# EXERCISE OBJECTIVE
Rewrite the data below in full, from the line containing "A reviewer flagged stone" through the end of the data. Adjust every bounding box coordinate in the answers by adding 40, and leave all other lines, including their sample coordinates, unchanged.

# GIVEN RECORDS
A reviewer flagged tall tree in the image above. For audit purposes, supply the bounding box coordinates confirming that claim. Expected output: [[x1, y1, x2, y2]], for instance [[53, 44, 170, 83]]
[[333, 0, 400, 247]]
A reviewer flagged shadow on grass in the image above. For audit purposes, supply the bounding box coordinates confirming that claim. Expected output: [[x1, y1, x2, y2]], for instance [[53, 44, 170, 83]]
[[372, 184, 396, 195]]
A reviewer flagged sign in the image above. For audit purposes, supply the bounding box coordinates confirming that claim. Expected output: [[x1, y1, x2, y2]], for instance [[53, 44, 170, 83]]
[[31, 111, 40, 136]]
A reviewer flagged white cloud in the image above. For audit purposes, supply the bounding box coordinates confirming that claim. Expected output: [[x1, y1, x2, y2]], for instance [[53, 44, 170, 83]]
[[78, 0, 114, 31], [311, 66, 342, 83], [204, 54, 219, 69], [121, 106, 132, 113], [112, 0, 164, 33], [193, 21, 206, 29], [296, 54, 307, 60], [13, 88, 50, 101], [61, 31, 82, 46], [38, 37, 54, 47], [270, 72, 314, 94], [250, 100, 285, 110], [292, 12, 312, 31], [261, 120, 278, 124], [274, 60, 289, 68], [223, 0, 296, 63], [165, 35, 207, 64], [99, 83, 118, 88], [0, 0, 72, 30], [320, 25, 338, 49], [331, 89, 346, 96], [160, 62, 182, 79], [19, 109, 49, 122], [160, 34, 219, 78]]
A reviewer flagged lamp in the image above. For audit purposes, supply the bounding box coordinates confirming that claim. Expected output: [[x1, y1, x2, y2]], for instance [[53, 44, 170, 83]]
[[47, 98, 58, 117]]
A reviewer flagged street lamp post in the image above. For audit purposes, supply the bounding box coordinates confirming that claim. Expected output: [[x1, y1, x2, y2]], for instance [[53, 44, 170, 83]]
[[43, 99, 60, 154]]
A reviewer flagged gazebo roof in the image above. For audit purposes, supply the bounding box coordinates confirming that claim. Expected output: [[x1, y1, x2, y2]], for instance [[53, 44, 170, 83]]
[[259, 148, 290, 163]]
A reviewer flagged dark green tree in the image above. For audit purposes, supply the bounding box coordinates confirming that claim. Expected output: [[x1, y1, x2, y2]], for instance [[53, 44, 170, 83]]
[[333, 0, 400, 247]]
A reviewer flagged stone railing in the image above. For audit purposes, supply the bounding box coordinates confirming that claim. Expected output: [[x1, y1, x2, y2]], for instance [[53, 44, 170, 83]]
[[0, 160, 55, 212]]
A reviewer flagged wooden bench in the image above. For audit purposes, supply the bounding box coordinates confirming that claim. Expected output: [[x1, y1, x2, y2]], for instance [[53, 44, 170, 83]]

# TASK ANSWER
A reviewer flagged stone railing in the image above. For audit purposes, supply the bounding box coordinates confirming that claim. Expected output: [[x1, y1, x2, y2]], for instance [[53, 44, 170, 83]]
[[40, 200, 95, 252]]
A reviewer flagged wooden bench in the image above. For audit purposes, supply the bounding box coordinates confirming that claim. Expected output: [[x1, y1, x2, y2]], for instance [[53, 44, 170, 83]]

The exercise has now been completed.